- ページ:
そして、一般に、「テープ【tape】」とは、「幅がせまく長い、うすい帯状のもの。」([株式会社岩波書店 広辞苑第六版])であるから、本願発明において、「テープ又はテープのようなフィルム」とは、粘着性表面を有し、構成要素(マイクロ回路)を保持し、後に除去されるものであって、「幅がせまく長い、うすい帯状のもの。」、又は、「幅がせまく長い、うすい帯状のフィルム。」であると解することができる。

一方、引用発明において、「シート材23」は、「粘着剤24」を片面に有し、この「粘着剤24」を介して「コンデンサ素子13(電子部品)」を「シート材23」に粘着させ、その後、除去されるものである。また、上記4.で述べたように、「シート」とは、一般に、薄板や紙といった薄いものを示す用語である。

してみると、本願発明における「テープ又はテープのようなフィルム」と、引用発明における「シート材23」とは、その機能、作用、及び、効果において差異があるものではなく、形状が、本願発明では、「幅がせまく長い、うすい帯状のもの。」であるのに対し、引用発明では、そのような特定がされていない点で相違している。

そして、引用発明において「シート材23」は必要な領域に対して積層されればいいものであり、換言すれば、用いられる「配線基板本体(ベース板)」の形状等によって適宜変更され得るものである。
一方、引用発明において、様々な形状の「配線基板本体(ベース板)」を採用し得るものであることは明らかであり、どのような形状の「配線基板本体(ベース板)」を採用するかは、当業者が適宜決定する設計的事項にすぎないものである。
しかも、「配線基板本体(ベース板)」として細長いものは周知であって、引用発明において、「配線基板本体(ベース板)」が細長いものであれば、「シート材23」が「幅がせまく長い、うすい帯状のもの。」となる場合があることは明らかである。

- データ欄:
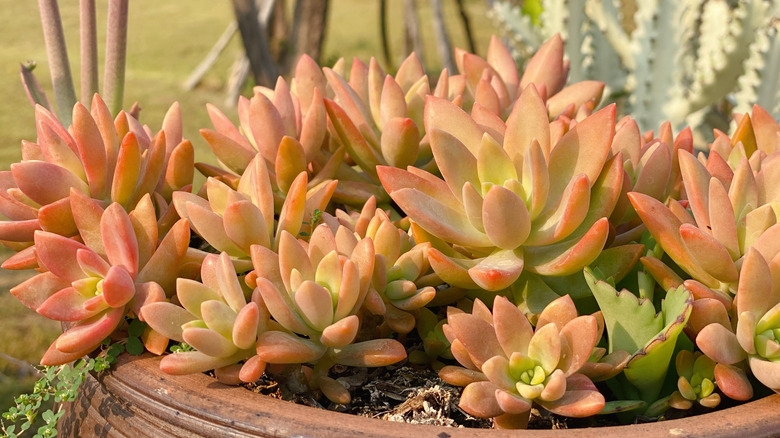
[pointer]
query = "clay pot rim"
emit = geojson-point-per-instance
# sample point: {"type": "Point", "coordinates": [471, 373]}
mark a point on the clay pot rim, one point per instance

- 取り組む課題: 本願発明の「テープ又はテープのようなフィルム」と引用発明の「シート材23」を比べた文章を、最後の一文の次から書き継いでもらえますか？

- 課題への解答:
また、本願発明において、「テープ又はテープのようなフィルム」の形状を、「幅がせまく長い、うすい帯状のもの。」としたことによって、格別顕著な作用効果を奏するようになったものとは認められない。
したがって、引用発明の「シート材」を、「テープ又はテープのようなフィルム」とすることは、当業者が適宜なし得る設計的事項にすぎないものである。

6.むすび
以上のとおり、本願発明は、引用例に記載された発明及び周知例1、2に開示されたような周知技術に基いて、当業者が容易に発明をすることができたものであるから、特許法第29条第2項の規定により特許を受けることができない。
したがって、その余の請求項について論及するまでもなく,本願は拒絶すべきものである。
よって結論のとおり審決する。
 
審理終結日 2011-01-20 
結審通知日 2011-01-25 
審決日 2011-02-07 
出願番号 特願2003-565216(P2003-565216)
審決分類 P 1 8・ 121- Z (H01L)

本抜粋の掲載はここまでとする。